● **EXERCISE REQUIREMENTS**
Copy all of the data below word for word, and leave out the pictures.

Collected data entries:
-- begin --

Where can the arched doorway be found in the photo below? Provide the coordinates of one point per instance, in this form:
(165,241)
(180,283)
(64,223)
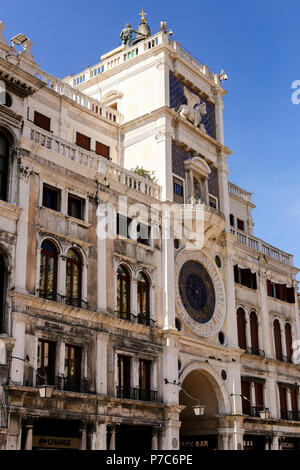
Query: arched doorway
(199,432)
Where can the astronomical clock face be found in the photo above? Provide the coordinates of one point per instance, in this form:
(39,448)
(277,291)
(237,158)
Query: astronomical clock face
(197,291)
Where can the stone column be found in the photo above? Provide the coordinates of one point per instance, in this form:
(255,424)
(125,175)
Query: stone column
(154,445)
(112,443)
(101,363)
(29,432)
(83,437)
(22,230)
(101,253)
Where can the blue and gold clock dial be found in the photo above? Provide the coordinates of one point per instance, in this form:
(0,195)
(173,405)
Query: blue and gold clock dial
(197,291)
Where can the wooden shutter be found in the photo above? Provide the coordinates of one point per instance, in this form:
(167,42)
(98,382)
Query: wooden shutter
(245,386)
(290,295)
(277,340)
(42,121)
(241,326)
(83,141)
(103,150)
(254,331)
(283,398)
(294,399)
(259,395)
(289,341)
(269,288)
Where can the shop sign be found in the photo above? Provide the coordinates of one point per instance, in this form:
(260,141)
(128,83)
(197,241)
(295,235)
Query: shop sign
(49,442)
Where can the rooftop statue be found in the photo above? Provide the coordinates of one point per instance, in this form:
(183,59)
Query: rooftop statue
(126,34)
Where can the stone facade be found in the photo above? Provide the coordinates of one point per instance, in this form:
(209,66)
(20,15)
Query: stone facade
(102,318)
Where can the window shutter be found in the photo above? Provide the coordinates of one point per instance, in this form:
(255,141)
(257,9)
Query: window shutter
(83,141)
(269,288)
(103,150)
(241,326)
(259,396)
(254,331)
(42,121)
(277,340)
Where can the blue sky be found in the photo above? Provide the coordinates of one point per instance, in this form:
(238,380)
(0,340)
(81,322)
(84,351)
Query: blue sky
(255,41)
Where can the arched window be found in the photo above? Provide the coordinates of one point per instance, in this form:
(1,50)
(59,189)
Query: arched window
(74,278)
(198,190)
(241,326)
(48,271)
(2,292)
(123,293)
(143,299)
(254,333)
(4,155)
(277,340)
(289,341)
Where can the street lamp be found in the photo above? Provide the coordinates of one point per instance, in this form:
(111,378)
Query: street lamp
(45,390)
(199,409)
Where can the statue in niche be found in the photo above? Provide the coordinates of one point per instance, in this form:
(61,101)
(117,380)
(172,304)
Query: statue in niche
(194,111)
(126,35)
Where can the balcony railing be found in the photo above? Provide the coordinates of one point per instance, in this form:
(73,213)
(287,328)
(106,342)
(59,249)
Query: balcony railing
(93,161)
(136,394)
(262,247)
(255,352)
(255,410)
(72,384)
(63,299)
(290,415)
(142,319)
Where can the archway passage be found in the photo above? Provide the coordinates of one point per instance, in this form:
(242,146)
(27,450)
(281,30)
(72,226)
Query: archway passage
(199,432)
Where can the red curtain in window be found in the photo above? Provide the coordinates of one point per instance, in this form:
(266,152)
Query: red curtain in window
(254,331)
(241,326)
(289,341)
(277,340)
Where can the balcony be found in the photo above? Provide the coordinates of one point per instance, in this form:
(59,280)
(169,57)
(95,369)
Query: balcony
(255,352)
(141,319)
(290,415)
(62,299)
(136,394)
(261,247)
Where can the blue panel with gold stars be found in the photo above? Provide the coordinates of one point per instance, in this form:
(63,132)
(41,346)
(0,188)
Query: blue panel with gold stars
(177,98)
(197,291)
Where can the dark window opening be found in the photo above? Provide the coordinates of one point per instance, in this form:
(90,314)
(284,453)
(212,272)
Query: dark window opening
(76,207)
(2,292)
(51,198)
(103,150)
(281,292)
(4,157)
(46,362)
(48,271)
(245,277)
(240,224)
(42,121)
(74,278)
(83,141)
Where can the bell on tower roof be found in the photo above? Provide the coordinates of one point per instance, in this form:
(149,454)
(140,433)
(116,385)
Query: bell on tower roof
(143,31)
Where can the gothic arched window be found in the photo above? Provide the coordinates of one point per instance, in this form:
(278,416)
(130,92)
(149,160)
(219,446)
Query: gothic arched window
(4,156)
(123,293)
(48,270)
(143,299)
(289,341)
(2,291)
(74,278)
(241,326)
(277,340)
(254,333)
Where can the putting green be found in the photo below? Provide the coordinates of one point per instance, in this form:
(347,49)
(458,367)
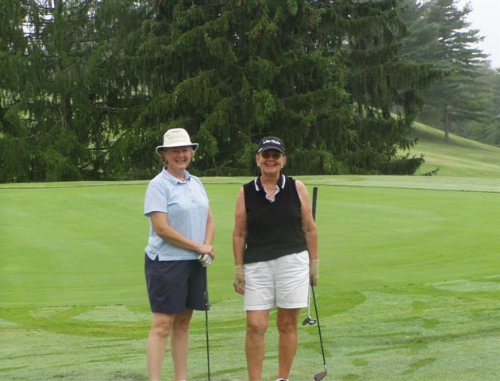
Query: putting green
(409,286)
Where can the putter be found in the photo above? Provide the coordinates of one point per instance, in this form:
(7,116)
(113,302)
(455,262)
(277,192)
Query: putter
(309,320)
(206,322)
(318,376)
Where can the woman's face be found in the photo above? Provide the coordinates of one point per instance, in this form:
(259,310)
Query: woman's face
(270,161)
(178,158)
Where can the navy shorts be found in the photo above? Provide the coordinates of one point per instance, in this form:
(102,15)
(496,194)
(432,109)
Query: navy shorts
(174,286)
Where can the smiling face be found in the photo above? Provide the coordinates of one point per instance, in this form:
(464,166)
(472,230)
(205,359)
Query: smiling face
(270,161)
(177,159)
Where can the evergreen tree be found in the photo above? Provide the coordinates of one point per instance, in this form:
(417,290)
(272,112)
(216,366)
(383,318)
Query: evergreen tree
(380,82)
(459,96)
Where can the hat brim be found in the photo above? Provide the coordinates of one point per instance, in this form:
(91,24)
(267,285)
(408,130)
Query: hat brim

-- end --

● **WRITTEN RESPONSE**
Where can the arched doorway be found in the photo below? Provide the coordinates of one point per instance, in this form:
(165,241)
(180,283)
(64,223)
Query: arched doorway
(199,432)
Where can the astronomical clock face be found in the photo above? Provide the coordinates of one point per instance, in this form:
(39,448)
(277,291)
(237,158)
Query: astronomical clock face
(197,291)
Where can the stone column be found in the photo above? Provide the coordinates of one point per instance, in this form:
(255,424)
(125,175)
Query: stone column
(154,445)
(112,443)
(101,363)
(29,432)
(83,437)
(22,230)
(101,253)
Where can the blue and gold clock dial be found in the photo above? Provide the coordinates of one point per instance, in this form:
(0,195)
(173,405)
Query: blue and gold clock dial
(197,291)
Where can the wooden shutter be found in the photo above? Provide the coordinates of one point per instance, in this form:
(167,42)
(98,382)
Query: wooden shutter
(245,386)
(290,295)
(277,340)
(42,121)
(241,326)
(83,141)
(103,150)
(254,331)
(283,398)
(294,399)
(259,395)
(289,341)
(269,288)
Where can the shop sign be found in the photo above? Provide the coordinates of one point per instance, in this form:
(260,141)
(128,83)
(197,241)
(295,235)
Query: shop sign
(49,442)
Where can the rooftop statue be found in the photo above? Provide the coordinates of one point per instance, in this form:
(183,59)
Query: rooftop statue
(126,34)
Where can the stone facade be found in the photo above? Provide the coordinates of one point per instance, in this form:
(209,66)
(20,15)
Query: stone facade
(102,318)
Where can the window shutter be found in the photo above? Provide the coordinates of one point per instance, in this form:
(255,141)
(257,9)
Query: window shutter
(83,141)
(269,288)
(103,150)
(241,326)
(259,396)
(254,331)
(42,121)
(277,340)
Where can the blue sky be found in the photo above? Provide the coordinates of one point per instance, in this form:
(238,380)
(0,340)
(81,322)
(84,351)
Query: blue sky
(255,41)
Where can the arched window be found in the photo above? Provide the coordinates of one point per instance, in this form:
(1,50)
(59,189)
Query: arched window
(74,278)
(198,190)
(241,326)
(48,271)
(2,292)
(123,293)
(143,299)
(254,333)
(4,155)
(277,340)
(289,341)
Where can the street lamp be found in the photo above? Provide the coordinates of one point per instance, in this form:
(111,378)
Query: street lamp
(45,390)
(199,409)
Where can the statue in niche be found in the photo above? Provide the coordinates of one point per instance, in this form:
(61,101)
(117,380)
(172,304)
Query: statue in niche
(194,111)
(126,35)
Where can the balcony railing be found in the photo above? Provide the coordinates of one point per instance, in this form:
(73,213)
(287,328)
(106,342)
(59,249)
Query: balcony railing
(93,161)
(136,394)
(262,247)
(255,352)
(255,410)
(72,384)
(63,299)
(290,415)
(142,319)
Where can the archway passage be found in the photo above? Provide the coordinates of one point per instance, in this form:
(242,146)
(27,450)
(281,30)
(72,226)
Query: archway passage
(199,432)
Where can the red curtain in window be found in the photo above? Provide the coordinates of one point per instance, in this form:
(266,152)
Query: red curtain in window
(254,331)
(241,326)
(289,341)
(277,340)
Where can the balcony be found in the photo above? Provide the coordinates of one point per instance, in this form:
(59,280)
(169,57)
(95,369)
Query: balcony
(255,352)
(141,319)
(290,415)
(62,299)
(136,394)
(261,247)
Where can the blue panel with gold stars be found in the photo above? Provide the coordinates of one point per instance, in this form:
(63,132)
(41,346)
(0,188)
Query: blue panel with gold stars
(177,98)
(197,291)
Where can the dark window opening be found in the photo above? Provide the coordinates of one point per instance, in this form:
(90,314)
(284,453)
(212,272)
Query: dark window opening
(76,207)
(2,292)
(51,198)
(103,150)
(281,292)
(4,157)
(46,362)
(48,271)
(245,277)
(240,224)
(42,121)
(74,278)
(83,141)
Where can the bell on tower roof be found in the photo above? Provide the coordinates of one point per instance, in this form:
(149,454)
(140,433)
(116,385)
Query: bell on tower roof
(143,31)
Where can the gothic arched window be found in the photo above? Provide the coordinates of one point per instance, in this form:
(278,416)
(130,92)
(149,160)
(219,446)
Query: gothic arched window
(4,156)
(123,293)
(48,270)
(143,299)
(289,341)
(2,291)
(74,278)
(241,326)
(277,340)
(254,333)
Where can the putting green be found in the photo below? Provide the coordinates of one point per instance, in this form:
(347,49)
(458,367)
Query: putting green
(409,286)
Where can the putter be found in the photo above? Provide the coordinates of one point per instance, in this form:
(7,116)
(113,302)
(455,262)
(277,192)
Query: putter
(309,320)
(206,322)
(318,376)
Where can the woman's face be found in the photo above? Provide the coordinates of one point per instance, in this form:
(259,310)
Query: woman's face
(270,161)
(178,158)
Where can the navy shorts be found in the photo above? Provide the coordinates of one point per instance, in this form:
(102,15)
(496,194)
(432,109)
Query: navy shorts
(174,286)
Where can the smiling face be found in the photo above? Provide the coordinates of one point per instance, in this form:
(464,166)
(472,230)
(205,359)
Query: smiling face
(270,161)
(177,159)
Where can the evergreen tree be found in the photo above? Provide the coordinates of one point per instance, in this form:
(417,290)
(272,112)
(216,366)
(383,318)
Query: evergreen tree
(380,82)
(459,96)
Where can the hat brim be found in the photo above? Provide the coordinates of one point per instance, in this form:
(91,24)
(267,285)
(408,130)
Query: hat brim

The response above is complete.